- SELECTED PASSAGE:

Location
- York County, Virginia

District information
- Type: Public, school division
- Motto: Embrace, Engage, Empower
- Grades: PK – 12
- Superintendent: Dr. James Carroll (2026)
- Budget: $145.5m (2020)

Students and staff
- Students: 12,978 (2020)
- Staff: 1,781

Other information
- Website: yorkcountyschools.org

= York County School Division =

School district in York County, Virginia

The York County School Division or YCSD is a school division (school district) in York County, Virginia, United States. The division consists of approximately 12,750 students in 19 schools, of which there are 10 elementary schools, 4 middle schools, 4 high schools, and 1 charter school. The division employs about 1,050 instructional staff members and over 730 support staff members.

== Governance ==
York County School Division is run by a five-member School Board of elected officials, one from each of the county's five election districts. The policies of the School Board are implemented by a superintendent.

=== School Board ===
Source:

- Mark J. Shafer
- Zoran Pajevic
- Kimberly S. Goodwin (Chair)
- James E. Richardson (Vice Chair)

- STORED RECORDS:
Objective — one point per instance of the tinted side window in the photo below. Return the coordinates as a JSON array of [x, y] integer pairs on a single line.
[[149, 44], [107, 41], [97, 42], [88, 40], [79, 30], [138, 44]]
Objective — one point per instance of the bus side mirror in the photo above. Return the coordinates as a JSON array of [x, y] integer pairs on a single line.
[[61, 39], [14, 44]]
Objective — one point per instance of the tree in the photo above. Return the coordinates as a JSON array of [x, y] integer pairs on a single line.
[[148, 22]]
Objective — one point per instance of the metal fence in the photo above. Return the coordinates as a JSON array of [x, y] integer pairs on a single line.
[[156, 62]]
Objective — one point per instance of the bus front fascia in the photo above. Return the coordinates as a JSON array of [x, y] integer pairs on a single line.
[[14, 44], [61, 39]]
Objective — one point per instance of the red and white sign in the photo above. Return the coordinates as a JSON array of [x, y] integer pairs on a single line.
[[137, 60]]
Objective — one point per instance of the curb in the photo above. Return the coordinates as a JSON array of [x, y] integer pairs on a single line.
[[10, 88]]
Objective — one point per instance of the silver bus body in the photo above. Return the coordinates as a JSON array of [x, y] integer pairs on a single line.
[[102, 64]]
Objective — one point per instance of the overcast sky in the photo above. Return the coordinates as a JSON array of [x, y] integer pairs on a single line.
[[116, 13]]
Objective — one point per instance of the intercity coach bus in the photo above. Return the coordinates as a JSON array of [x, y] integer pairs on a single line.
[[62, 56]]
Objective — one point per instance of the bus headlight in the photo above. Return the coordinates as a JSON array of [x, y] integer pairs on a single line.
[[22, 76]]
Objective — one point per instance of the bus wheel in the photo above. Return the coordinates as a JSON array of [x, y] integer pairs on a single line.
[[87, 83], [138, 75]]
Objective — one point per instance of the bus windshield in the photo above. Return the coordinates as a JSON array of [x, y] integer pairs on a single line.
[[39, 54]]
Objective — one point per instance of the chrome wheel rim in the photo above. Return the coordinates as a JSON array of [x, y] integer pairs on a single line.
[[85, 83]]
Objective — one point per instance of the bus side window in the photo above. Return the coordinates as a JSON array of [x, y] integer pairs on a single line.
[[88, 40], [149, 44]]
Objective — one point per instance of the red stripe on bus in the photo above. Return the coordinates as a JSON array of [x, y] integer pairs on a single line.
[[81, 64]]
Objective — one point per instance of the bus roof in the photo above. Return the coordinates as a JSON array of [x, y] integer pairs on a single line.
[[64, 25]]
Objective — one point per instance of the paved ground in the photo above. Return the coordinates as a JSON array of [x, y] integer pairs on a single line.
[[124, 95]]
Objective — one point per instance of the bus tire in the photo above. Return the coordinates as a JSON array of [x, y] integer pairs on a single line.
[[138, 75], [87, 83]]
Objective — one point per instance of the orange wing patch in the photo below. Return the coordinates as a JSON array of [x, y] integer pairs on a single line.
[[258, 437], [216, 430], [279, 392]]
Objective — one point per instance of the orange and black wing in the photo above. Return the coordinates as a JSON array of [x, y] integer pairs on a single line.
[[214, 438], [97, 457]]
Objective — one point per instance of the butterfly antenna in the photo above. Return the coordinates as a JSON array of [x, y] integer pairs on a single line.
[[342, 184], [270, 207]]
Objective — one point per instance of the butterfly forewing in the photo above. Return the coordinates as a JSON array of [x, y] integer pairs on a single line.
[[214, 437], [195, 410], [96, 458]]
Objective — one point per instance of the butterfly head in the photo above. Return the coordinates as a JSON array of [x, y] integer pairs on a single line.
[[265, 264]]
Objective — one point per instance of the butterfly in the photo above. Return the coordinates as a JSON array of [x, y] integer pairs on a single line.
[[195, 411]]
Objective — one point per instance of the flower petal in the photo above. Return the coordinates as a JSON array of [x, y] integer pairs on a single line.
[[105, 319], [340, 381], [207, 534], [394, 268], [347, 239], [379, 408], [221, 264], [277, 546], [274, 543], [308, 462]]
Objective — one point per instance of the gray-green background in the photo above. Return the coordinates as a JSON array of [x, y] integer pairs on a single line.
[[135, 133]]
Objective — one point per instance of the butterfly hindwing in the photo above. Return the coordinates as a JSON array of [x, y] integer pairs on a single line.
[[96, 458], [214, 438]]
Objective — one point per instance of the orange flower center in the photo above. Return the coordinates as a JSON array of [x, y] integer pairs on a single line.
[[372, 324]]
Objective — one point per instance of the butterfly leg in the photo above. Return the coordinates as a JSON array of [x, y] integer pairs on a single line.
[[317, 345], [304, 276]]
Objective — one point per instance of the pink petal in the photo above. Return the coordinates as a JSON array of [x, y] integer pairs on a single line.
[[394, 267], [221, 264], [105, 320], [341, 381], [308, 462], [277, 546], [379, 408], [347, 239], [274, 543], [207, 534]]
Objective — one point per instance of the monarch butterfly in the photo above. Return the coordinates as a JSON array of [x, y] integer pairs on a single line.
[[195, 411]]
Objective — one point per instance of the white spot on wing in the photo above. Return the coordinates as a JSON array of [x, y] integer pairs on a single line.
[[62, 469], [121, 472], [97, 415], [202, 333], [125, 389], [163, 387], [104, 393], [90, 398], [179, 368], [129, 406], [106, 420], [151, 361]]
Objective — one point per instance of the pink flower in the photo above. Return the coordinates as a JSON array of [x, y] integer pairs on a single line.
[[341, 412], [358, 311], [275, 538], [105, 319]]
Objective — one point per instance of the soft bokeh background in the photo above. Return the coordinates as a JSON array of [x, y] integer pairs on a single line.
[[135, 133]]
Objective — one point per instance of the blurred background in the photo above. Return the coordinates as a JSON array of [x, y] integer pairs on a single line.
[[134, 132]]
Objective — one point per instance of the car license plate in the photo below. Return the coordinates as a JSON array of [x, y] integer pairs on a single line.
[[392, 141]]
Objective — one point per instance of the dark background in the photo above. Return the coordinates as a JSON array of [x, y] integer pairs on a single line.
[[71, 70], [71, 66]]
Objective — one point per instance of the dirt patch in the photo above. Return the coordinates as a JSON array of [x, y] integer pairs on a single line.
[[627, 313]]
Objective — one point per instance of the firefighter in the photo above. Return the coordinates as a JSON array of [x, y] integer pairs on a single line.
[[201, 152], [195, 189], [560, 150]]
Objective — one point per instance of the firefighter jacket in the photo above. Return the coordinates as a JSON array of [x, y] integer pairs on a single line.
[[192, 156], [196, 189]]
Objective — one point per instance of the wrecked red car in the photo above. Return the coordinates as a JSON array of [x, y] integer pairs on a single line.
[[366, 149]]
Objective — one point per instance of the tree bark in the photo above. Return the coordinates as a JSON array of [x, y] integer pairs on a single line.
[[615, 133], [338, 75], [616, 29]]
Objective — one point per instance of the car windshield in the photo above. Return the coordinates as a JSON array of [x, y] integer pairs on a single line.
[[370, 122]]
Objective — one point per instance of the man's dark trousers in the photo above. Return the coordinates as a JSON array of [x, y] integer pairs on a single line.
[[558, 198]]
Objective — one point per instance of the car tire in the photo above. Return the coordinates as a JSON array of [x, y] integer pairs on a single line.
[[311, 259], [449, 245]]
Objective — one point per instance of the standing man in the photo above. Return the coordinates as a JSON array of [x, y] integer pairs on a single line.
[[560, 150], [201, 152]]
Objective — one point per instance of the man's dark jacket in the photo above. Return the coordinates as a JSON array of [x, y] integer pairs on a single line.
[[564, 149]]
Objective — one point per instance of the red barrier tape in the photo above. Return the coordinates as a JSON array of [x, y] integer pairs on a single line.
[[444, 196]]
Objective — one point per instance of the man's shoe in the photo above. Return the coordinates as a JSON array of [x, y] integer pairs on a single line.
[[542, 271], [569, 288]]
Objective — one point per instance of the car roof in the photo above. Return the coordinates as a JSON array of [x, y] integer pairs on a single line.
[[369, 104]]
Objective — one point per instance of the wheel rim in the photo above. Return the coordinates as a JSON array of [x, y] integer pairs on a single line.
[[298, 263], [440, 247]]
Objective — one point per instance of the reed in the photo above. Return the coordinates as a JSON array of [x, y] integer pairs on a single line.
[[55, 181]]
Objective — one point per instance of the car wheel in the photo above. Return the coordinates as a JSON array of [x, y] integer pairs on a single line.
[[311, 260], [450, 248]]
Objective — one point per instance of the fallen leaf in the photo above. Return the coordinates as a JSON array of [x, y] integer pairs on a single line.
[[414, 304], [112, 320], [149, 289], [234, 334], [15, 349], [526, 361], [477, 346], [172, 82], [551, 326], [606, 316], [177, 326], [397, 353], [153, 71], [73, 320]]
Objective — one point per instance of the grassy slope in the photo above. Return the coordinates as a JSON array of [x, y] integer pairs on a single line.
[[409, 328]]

- INSTRUCTIONS:
1. Reproduce word for word the part of the York County School Division article above, starting at "School district in" and ending at "support staff members.".
2. Answer these questions using the York County School Division article above:
(a) What is the division's motto?
(b) How many middle schools does the division have?
(c) How many members sit on the School Board?

- OUTPUTS IN ORDER:
1.
School district in York County, Virginia

The York County School Division or YCSD is a school division (school district) in York County, Virginia, United States. The division consists of approximately 12,750 students in 19 schools, of which there are 10 elementary schools, 4 middle schools, 4 high schools, and 1 charter school. The division employs about 1,050 instructional staff members and over 730 support staff members.

2.
(a) Embrace, Engage, Empower
(b) 4
(c) Five